§ Excerto original:
▽
O carácter dos portugueses segundo Jorge Dias (1971)

A herança cultural do povo português teve influências do exterior, devido á ocupação de vários povos da peninsular ibérica, como por exemplo suevos, visigodos entre outros, sendo a religião um factor basilar na cultura portuguesa, também a expansão marítima impregnou uma substância muito própria á maneira de ser e pensar dos portugueses, através do contacto com outros povos ultramarinos.
O carácter dos portugueses está marcado essencialmente por essa herança cultural, e convém salientar aspectos comparativos como Jorge Dias fez em relação aos outros povos latinos assim como com ingleses e alemães para que a compreensão desse carácter peculiar dos portugueses seja mais evidente e conclusiva.
△
§ Registos extraídos:
▽
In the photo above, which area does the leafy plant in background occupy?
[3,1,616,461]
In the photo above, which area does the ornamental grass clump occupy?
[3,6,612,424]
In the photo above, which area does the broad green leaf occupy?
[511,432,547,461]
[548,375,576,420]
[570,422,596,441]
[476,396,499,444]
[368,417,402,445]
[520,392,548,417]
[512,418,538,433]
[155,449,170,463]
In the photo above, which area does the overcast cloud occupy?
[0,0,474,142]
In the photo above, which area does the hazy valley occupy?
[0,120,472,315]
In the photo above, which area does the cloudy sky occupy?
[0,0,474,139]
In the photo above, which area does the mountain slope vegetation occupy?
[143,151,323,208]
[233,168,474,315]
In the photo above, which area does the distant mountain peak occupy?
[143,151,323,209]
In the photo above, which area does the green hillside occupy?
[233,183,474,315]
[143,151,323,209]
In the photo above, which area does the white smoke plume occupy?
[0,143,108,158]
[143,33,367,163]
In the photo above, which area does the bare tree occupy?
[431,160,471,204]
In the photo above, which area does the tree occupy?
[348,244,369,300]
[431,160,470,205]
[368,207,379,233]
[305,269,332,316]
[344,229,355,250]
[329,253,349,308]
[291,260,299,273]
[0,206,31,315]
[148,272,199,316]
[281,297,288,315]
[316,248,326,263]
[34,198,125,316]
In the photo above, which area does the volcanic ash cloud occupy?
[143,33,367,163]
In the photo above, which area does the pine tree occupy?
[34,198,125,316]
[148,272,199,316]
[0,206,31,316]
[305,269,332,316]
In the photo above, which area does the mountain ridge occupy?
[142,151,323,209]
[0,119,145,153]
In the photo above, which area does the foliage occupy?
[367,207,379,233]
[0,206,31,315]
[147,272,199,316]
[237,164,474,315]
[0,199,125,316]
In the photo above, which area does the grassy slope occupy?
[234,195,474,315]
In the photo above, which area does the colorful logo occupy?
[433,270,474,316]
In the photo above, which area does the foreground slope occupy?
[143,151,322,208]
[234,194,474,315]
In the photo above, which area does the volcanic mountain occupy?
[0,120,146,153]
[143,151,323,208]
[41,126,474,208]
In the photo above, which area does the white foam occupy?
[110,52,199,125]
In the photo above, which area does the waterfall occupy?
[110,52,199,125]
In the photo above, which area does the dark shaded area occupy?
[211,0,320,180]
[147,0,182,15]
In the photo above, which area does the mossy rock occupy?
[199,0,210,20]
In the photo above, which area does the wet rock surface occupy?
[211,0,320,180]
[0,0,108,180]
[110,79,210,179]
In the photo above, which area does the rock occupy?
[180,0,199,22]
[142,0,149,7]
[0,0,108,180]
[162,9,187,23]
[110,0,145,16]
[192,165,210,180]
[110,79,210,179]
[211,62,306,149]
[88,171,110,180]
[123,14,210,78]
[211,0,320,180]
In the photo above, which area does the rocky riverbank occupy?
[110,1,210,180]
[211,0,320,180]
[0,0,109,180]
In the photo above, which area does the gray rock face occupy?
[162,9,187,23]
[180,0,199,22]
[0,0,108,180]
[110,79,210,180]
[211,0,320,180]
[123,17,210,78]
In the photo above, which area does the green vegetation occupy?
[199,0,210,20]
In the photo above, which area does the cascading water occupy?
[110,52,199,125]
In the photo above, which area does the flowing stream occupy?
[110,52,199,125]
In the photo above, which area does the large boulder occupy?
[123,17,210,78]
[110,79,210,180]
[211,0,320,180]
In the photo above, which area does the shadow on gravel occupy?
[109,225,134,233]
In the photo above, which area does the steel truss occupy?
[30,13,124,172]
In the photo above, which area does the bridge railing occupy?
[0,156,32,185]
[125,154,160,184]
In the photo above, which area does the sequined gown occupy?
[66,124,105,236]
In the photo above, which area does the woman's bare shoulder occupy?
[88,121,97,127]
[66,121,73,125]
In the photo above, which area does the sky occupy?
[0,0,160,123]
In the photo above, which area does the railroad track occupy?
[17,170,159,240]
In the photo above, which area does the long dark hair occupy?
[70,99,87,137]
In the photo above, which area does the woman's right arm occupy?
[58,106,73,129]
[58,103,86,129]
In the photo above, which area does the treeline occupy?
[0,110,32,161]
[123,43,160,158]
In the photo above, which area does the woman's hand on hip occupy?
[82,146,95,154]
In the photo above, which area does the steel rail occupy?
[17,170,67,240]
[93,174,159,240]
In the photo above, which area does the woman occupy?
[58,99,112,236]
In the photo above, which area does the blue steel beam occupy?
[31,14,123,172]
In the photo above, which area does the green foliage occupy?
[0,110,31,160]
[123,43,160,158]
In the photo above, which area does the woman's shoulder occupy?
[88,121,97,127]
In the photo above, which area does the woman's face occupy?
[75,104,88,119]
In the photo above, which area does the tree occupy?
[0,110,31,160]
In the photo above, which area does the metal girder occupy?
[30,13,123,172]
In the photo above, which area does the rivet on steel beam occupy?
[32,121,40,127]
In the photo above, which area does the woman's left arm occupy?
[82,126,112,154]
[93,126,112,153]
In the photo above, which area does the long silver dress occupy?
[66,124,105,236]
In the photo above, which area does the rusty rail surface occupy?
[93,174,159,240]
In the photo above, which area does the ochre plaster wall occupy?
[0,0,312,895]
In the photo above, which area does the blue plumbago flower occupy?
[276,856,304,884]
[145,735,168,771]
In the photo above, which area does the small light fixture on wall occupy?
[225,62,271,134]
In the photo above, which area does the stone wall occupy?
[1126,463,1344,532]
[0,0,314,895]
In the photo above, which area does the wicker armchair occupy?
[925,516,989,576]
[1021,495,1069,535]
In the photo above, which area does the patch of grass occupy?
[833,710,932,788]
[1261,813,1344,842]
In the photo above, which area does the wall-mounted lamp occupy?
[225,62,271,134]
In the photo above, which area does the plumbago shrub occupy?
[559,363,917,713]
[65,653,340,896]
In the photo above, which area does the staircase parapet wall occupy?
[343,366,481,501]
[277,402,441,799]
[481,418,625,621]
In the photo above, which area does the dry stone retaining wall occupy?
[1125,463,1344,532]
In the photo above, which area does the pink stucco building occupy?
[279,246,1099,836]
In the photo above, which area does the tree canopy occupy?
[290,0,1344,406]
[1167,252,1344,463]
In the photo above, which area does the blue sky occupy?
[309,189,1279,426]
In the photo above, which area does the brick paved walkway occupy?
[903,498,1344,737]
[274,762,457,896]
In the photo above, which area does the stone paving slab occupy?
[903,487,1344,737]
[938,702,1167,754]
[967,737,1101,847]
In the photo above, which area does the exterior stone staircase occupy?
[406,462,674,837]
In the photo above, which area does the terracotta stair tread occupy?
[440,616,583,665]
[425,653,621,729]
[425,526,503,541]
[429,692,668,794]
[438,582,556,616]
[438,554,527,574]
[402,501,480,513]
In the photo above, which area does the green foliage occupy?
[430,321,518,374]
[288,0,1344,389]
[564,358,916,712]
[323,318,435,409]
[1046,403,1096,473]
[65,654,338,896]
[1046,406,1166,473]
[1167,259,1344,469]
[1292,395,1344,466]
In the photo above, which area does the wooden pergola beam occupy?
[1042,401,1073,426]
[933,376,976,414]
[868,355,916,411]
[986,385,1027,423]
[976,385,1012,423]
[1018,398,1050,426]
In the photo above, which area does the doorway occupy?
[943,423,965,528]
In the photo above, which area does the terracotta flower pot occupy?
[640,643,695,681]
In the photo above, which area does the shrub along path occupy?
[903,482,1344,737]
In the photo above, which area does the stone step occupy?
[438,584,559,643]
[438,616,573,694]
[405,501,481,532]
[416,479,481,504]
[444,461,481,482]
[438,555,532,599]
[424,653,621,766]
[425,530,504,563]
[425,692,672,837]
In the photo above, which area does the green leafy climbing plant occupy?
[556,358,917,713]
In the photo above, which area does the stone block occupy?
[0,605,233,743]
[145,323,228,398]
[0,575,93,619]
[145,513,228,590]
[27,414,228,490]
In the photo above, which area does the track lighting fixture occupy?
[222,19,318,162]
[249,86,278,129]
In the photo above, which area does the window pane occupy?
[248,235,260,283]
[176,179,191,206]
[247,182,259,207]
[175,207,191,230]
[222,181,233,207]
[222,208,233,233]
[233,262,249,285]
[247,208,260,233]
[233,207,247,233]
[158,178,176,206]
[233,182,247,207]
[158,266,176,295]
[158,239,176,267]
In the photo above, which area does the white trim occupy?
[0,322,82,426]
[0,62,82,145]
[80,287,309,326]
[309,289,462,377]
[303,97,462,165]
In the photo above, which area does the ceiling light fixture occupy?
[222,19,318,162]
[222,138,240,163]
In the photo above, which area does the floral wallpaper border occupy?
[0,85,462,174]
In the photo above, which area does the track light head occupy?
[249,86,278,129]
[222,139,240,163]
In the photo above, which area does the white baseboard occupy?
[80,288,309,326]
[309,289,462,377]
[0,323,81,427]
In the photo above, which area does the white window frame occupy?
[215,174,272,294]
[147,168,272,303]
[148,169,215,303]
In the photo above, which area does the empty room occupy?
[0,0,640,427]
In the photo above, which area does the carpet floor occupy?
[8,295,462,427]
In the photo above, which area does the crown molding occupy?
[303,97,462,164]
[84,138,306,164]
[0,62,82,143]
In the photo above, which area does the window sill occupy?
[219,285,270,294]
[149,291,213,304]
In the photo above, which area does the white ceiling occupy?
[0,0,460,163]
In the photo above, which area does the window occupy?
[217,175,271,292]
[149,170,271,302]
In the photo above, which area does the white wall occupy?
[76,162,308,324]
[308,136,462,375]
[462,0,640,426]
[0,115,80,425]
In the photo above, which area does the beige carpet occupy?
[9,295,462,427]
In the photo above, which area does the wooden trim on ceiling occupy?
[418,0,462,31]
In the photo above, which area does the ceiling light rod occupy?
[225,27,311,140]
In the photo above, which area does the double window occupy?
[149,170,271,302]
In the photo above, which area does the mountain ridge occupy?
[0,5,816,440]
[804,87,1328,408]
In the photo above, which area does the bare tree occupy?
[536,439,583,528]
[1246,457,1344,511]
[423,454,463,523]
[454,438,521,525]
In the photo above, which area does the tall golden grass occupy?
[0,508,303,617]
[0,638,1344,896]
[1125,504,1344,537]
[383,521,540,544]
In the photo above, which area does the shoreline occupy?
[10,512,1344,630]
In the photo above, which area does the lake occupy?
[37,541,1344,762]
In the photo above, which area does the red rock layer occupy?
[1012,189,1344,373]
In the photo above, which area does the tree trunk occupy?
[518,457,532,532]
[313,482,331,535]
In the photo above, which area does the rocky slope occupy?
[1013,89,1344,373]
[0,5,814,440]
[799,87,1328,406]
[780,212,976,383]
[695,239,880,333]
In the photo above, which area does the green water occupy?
△
§ Problemas propostos:
A. Que fator o excerto sobre o carácter dos portugueses aponta como basilar na cultura portuguesa?
B. Reproduza, por favor, as linhas dos registos desde a linha que contém "In the photo above, which area does the track lighting" até à linha que contém "[222,139,240,163]", ambas incluídas.

§ Soluções dos problemas:
A. A religião.

B.
In the photo above, which area does the track lighting fixture occupy?
[222,19,318,162]
[249,86,278,129]
In the photo above, which area does the window pane occupy?
[248,235,260,283]
[176,179,191,206]
[247,182,259,207]
[175,207,191,230]
[222,181,233,207]
[222,208,233,233]
[233,262,249,285]
[247,208,260,233]
[233,207,247,233]
[158,178,176,206]
[233,182,247,207]
[158,266,176,295]
[158,239,176,267]
In the photo above, which area does the white trim occupy?
[0,322,82,426]
[0,62,82,145]
[80,287,309,326]
[309,289,462,377]
[303,97,462,165]
In the photo above, which area does the ceiling light fixture occupy?
[222,19,318,162]
[222,138,240,163]
In the photo above, which area does the floral wallpaper border occupy?
[0,85,462,174]
In the photo above, which area does the track light head occupy?
[249,86,278,129]
[222,139,240,163]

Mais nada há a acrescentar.